- [EXERCISE INSTRUCTIONS] Extract every line of the items below word for word, and leave the pictures out of your answer.

*** AVAILABLE RECORDS

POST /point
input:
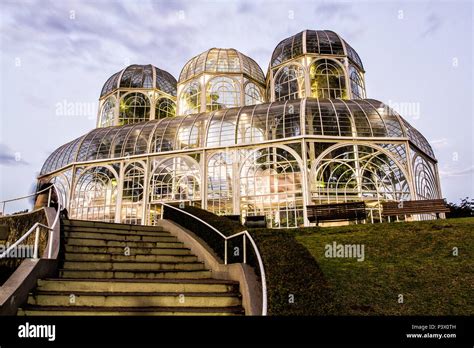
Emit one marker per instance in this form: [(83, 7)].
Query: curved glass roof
[(326, 118), (313, 41), (222, 60), (141, 76)]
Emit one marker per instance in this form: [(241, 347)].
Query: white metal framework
[(227, 148)]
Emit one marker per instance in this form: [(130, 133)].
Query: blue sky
[(418, 57)]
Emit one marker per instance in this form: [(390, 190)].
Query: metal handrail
[(4, 203), (245, 234), (36, 227)]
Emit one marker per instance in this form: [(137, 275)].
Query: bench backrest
[(337, 211), (424, 206)]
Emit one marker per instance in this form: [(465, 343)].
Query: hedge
[(295, 282), (226, 226), (19, 225)]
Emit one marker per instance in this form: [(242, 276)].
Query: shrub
[(19, 225)]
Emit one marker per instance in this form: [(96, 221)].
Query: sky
[(55, 57)]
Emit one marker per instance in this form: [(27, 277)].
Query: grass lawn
[(413, 259)]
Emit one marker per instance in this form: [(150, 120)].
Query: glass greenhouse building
[(231, 140)]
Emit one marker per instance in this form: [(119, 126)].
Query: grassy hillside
[(413, 259)]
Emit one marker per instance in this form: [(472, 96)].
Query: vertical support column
[(72, 187), (411, 179), (202, 81), (145, 192), (306, 183), (438, 183), (203, 166), (236, 182), (118, 203)]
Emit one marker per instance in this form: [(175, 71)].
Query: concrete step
[(127, 285), (111, 230), (127, 311), (126, 265), (114, 243), (134, 299), (110, 226), (71, 256), (121, 250), (135, 274), (119, 237)]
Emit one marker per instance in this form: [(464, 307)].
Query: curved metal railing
[(245, 235), (37, 226)]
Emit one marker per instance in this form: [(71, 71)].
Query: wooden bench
[(257, 221), (235, 218), (425, 206), (336, 212)]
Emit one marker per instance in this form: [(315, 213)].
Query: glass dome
[(141, 76), (322, 42), (222, 60)]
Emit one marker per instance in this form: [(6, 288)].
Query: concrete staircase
[(119, 269)]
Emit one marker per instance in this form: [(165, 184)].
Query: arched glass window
[(134, 107), (190, 99), (289, 83), (219, 183), (252, 94), (270, 185), (327, 80), (164, 107), (222, 92), (132, 194), (107, 116), (95, 195), (357, 84)]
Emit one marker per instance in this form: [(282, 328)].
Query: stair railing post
[(50, 248), (225, 251), (49, 196), (35, 250), (245, 248)]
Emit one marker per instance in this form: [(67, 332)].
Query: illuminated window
[(222, 92), (132, 194), (252, 94), (108, 113), (134, 107), (164, 108), (327, 80), (190, 99), (357, 84), (289, 83)]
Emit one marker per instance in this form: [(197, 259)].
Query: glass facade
[(231, 141)]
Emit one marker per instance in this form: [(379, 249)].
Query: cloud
[(432, 24), (9, 158), (456, 172), (439, 143)]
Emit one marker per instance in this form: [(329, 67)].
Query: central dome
[(222, 60), (320, 42), (141, 76)]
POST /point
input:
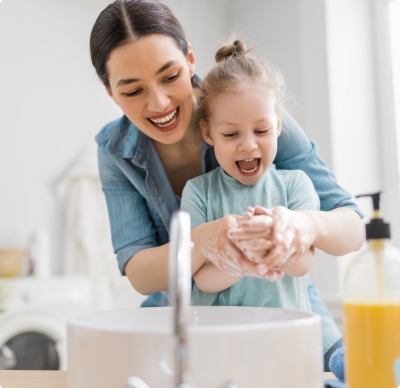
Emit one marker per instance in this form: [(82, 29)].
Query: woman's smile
[(166, 122), (150, 80)]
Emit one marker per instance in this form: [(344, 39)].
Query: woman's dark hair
[(125, 21)]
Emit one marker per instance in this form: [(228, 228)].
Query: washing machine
[(33, 320), (35, 313)]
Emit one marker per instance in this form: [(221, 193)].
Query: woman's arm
[(336, 232), (297, 152)]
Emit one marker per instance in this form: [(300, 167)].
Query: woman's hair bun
[(237, 48)]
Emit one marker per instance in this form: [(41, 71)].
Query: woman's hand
[(211, 242), (274, 237)]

******

- [CORRECT RESULT]
POST /point
input:
Emit one marker per instance in this form: [(83, 7)].
Query: curved glass roof
[(326, 118), (313, 41), (222, 60), (141, 76)]
Emit one marker per instance in this form: [(241, 347)].
Query: white metal framework
[(227, 148)]
Emit one marker per instance in this form: [(130, 133)].
Query: blue sky
[(418, 57)]
Emit one marker per instance in this form: [(390, 190)].
Query: metal handrail
[(4, 203), (245, 234), (36, 227)]
Emit one marker per instance in this form: [(137, 275)].
Query: bench backrest
[(337, 211), (424, 206)]
Emit one marker per instance in this form: [(465, 343)].
Query: hedge
[(295, 282), (226, 226), (19, 225)]
Emit one marker per instance in this form: [(242, 276)].
Query: shrub
[(19, 225)]
Emit one marker per instance in this form: [(96, 221)].
Query: sky
[(55, 57)]
Emit one marker per instance in this form: [(27, 277)].
Query: grass lawn
[(413, 259)]
Emit one marker per instance in this form: [(150, 120)].
Query: glass greenhouse building
[(231, 140)]
Emit one marker per instance in this form: [(119, 126)].
Query: grassy hillside
[(413, 259)]
Emit one marker per instance in this form: [(472, 96)].
Query: vertical support column
[(72, 187), (411, 179), (202, 81), (145, 192), (306, 183), (438, 183), (203, 166), (236, 182), (118, 203)]
Emit one marker per instance in this form: [(175, 71)].
Query: concrete step
[(127, 285), (111, 230), (127, 311), (126, 265), (114, 243), (134, 299), (110, 226), (71, 256), (121, 250), (135, 274), (119, 237)]
Emit one marker per instance in this form: [(464, 307)].
Query: curved metal railing
[(245, 235), (37, 226)]
Emit one marker per instance in this form: [(71, 71)].
Query: wooden bench
[(257, 221), (235, 218), (425, 206), (336, 212)]
Emit one marker per instance in this form: [(315, 213)].
Query: glass dome
[(141, 76), (322, 42), (222, 60)]
Emit one marker per instance in this form: [(6, 288)].
Query: concrete staircase
[(119, 269)]
Emit one marker per instance in this form: [(165, 184)].
Query: arched glass window
[(134, 107), (190, 99), (289, 83), (219, 183), (252, 94), (270, 185), (327, 80), (164, 107), (222, 92), (132, 194), (107, 116), (95, 195), (357, 84)]
Emit one marker per instance in this form: [(282, 328)].
Query: stair railing post
[(50, 248), (225, 251), (49, 196), (35, 250), (245, 248)]
Emit one marker per instance in this form: [(67, 332)].
Query: illuminated window
[(222, 92), (132, 194), (252, 94), (108, 113), (134, 107), (164, 108), (327, 80), (190, 99), (357, 84), (289, 83)]
Emit one marker per instance in this form: [(197, 259)].
Query: glass facade
[(231, 141)]
Emit one marker per instance in this form: [(379, 249)].
Query: cloud
[(432, 24), (9, 158), (456, 172), (439, 143)]
Emit one marker per instance in this form: [(329, 67)].
Query: central dome
[(222, 60), (320, 42), (141, 76)]
POST /point
input:
Emit one marker per instance in this form: [(82, 29)].
Query: woman's smile
[(166, 122), (150, 80)]
Emit one marker per instance in this form: [(344, 39)].
Query: woman's dark hair
[(125, 21)]
Emit one marker per instance in this form: [(228, 228)].
Query: washing machine
[(33, 320), (35, 313)]
Emit one marker per instance in this form: [(221, 193)].
Query: woman's arm
[(336, 232), (297, 152)]
Emit one marker per instance in this form: [(300, 167)].
Query: woman's hair bun
[(237, 48)]
Emit one marker per instance in this form: [(41, 71)].
Query: woman's hand
[(211, 242), (274, 237)]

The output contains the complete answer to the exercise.